[Dataset entries]
--------------------------------
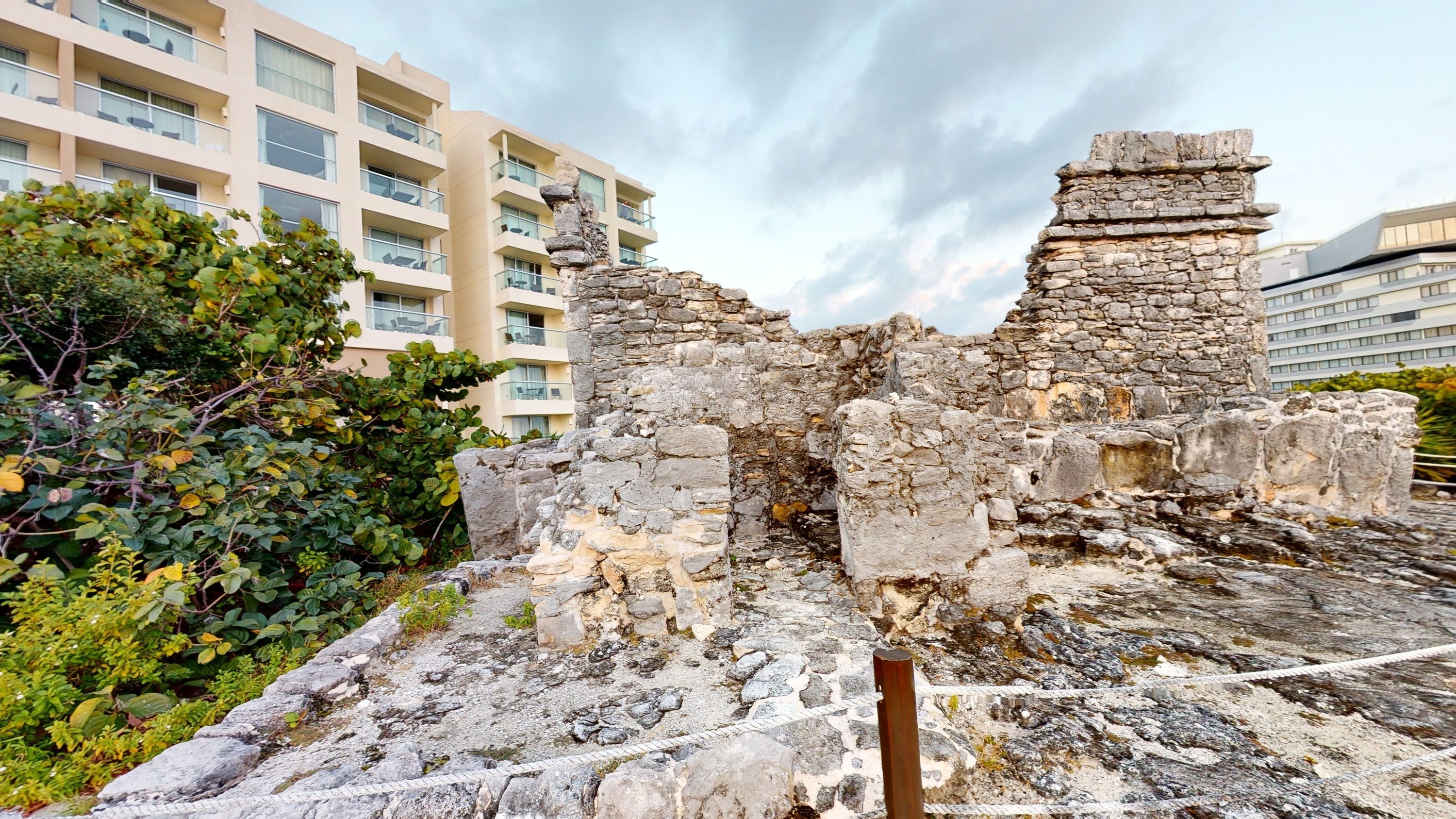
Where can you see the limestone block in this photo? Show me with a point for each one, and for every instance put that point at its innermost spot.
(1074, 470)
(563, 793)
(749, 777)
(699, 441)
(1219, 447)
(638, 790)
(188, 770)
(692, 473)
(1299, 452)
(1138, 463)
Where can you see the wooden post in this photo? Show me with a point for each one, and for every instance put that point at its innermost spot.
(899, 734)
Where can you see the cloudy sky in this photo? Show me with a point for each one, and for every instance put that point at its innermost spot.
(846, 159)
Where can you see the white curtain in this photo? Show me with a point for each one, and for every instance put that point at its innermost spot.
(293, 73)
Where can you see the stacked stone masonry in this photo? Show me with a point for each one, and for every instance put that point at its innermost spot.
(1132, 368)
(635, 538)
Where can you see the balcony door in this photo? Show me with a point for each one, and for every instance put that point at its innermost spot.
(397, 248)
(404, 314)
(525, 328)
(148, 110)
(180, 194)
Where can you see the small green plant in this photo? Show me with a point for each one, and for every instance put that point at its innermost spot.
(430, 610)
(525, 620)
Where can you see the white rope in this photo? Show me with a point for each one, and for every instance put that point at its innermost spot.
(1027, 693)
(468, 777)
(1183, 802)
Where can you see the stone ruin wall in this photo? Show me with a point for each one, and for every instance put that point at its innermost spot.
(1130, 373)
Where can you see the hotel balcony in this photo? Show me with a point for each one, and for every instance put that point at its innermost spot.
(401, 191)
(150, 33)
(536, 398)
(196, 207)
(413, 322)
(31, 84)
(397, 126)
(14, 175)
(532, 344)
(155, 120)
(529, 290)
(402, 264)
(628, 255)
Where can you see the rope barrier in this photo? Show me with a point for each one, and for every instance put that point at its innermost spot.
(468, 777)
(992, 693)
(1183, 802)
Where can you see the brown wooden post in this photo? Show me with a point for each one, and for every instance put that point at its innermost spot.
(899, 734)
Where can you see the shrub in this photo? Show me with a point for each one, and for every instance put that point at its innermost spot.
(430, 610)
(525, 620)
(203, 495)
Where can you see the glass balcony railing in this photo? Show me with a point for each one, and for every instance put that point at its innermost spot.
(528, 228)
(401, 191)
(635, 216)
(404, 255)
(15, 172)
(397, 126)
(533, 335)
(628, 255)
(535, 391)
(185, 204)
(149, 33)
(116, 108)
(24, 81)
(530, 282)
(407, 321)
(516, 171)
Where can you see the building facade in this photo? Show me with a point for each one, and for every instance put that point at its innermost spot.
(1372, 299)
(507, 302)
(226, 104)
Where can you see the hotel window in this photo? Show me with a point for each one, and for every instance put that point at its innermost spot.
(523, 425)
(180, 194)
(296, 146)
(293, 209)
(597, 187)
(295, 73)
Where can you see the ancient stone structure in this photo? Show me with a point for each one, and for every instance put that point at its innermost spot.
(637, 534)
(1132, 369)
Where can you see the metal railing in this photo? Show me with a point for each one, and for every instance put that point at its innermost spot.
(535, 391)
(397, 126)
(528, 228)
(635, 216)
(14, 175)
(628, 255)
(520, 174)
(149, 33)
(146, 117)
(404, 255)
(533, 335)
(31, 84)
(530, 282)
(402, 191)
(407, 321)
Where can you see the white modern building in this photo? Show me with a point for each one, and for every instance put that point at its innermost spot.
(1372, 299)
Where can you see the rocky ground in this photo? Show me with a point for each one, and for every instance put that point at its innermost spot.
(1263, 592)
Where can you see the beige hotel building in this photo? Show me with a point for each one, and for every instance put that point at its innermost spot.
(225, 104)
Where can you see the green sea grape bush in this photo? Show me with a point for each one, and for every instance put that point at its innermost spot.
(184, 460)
--------------------------------
■ **Required task**
Leave out the pictures and reproduce the rest of the listing exactly.

■ **Answer to the problem**
Where can you see the limestone block in this photo? Show me with a point for each one, and for every instance put that point at its innermost spot.
(1074, 470)
(563, 793)
(749, 777)
(699, 441)
(1219, 447)
(638, 790)
(188, 770)
(692, 473)
(1299, 452)
(1138, 463)
Where can you see the wooden post in this photo? Show me with a point for each one, and for every instance put that point at its innermost spot.
(899, 734)
Where can you see the cloudy sky in this photo? Show me with a point for each one, and for every instance put that point at its innermost spot.
(846, 159)
Where can you see the white curtain in this photo? Show me with a point for each one, and for every instance put that point at its innermost spot.
(293, 73)
Where can you see the stacked stone masonry in this photo? Show me with a point for each one, and for every instance put that point at its innermost spot.
(1132, 368)
(635, 538)
Where can you see the balcony door in this photo? Show me with a point for each one, and for every instance put that point at its innermost spot.
(397, 248)
(404, 314)
(525, 328)
(148, 110)
(180, 194)
Where can you see the small green plant in this photo? Show me with a point for each one, and for every instance put that point at its innermost spot.
(430, 610)
(525, 620)
Where can you see the white rope in this photo? Show me with a point for each one, and for every instance put that point at its innermost spot.
(1027, 693)
(468, 777)
(1183, 802)
Where can you see the stone ruin wall in this photo? Show me with a point for each one, and for every instance put that point at its innermost spot.
(1130, 373)
Where can you see the hotel balcony in this photo? Show me with a point for each one, and for every instance put that point at its innermost spot.
(401, 191)
(150, 33)
(536, 398)
(196, 207)
(413, 322)
(31, 84)
(397, 126)
(14, 175)
(532, 344)
(155, 120)
(529, 290)
(402, 264)
(628, 255)
Where can you see the rope barrier in this photo? Show me with a point for each one, and for every instance put that point at its innermost spot.
(468, 777)
(992, 693)
(1183, 802)
Where can you see the brown wooden post in this photo? Show me with a point for each one, and for every instance put that point at its innermost spot.
(899, 734)
Where can you see the shrub in this photo? Show me with a point for each one, and for every instance put that point at its innermost spot.
(430, 610)
(525, 620)
(203, 495)
Where can you see the glass balcony railing in this photo? Show me with a point for each one, and for every instance put that point at its innermost spot.
(528, 228)
(401, 191)
(635, 216)
(404, 255)
(15, 172)
(397, 126)
(533, 335)
(628, 255)
(535, 391)
(185, 204)
(149, 33)
(116, 108)
(24, 81)
(530, 282)
(407, 321)
(516, 171)
Where can you see the building facade in this photo? Show me with a point for each one, and for every instance put that point at its innermost spot.
(1372, 299)
(507, 302)
(226, 104)
Where can you see the hotel window in this photo? Show me with a point for each one, and for every instance put that point at its innermost spot.
(523, 425)
(180, 194)
(296, 146)
(293, 209)
(597, 187)
(295, 73)
Where can you see the ancient stone structure in this photo? Show me with a point for each one, and for every instance put that point at its innermost spot.
(637, 534)
(1132, 369)
Where can you see the metal railing in this photo? Show me with a point for each one, and for every instance put that point at its innermost spot.
(535, 391)
(397, 126)
(528, 228)
(635, 216)
(14, 175)
(628, 255)
(520, 174)
(149, 33)
(146, 117)
(404, 255)
(533, 335)
(31, 84)
(530, 282)
(402, 191)
(407, 321)
Where can you see the white modern building in this photo? Show me with a point for each one, and for every instance put that point at its innermost spot.
(1372, 299)
Where can you see the rocky ground in this photo? Show me with a point for each one, and for every instance put that point at its innermost spot.
(1263, 592)
Where can you see the beige hotel building in this photo? Show me with a point for each one, and for every instance put that point at its innermost spot.
(225, 104)
Where can you see the green sea grape bush in this photo? Show me with a point for each one, and for every instance put that point at its innermost spot.
(184, 460)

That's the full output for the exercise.